Report how many lines below contain the string "query". Give only the number.

——

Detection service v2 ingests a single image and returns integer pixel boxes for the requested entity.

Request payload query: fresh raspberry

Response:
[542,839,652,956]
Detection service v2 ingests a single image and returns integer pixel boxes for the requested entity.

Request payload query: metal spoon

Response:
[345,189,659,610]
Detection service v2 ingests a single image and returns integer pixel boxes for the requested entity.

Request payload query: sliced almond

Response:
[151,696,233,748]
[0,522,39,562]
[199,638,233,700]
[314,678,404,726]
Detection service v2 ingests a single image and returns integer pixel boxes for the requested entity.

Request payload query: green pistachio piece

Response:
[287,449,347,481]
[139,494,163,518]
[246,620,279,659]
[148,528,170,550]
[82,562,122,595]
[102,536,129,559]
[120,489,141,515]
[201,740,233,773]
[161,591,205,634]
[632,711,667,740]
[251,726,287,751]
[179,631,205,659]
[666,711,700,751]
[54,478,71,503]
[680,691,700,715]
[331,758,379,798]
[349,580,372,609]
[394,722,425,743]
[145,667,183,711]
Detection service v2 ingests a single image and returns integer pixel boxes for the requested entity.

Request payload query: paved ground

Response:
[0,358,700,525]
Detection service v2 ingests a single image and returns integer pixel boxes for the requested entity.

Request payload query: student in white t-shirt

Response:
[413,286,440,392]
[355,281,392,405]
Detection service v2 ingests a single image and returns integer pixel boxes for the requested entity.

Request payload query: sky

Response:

——

▶ _The response_
7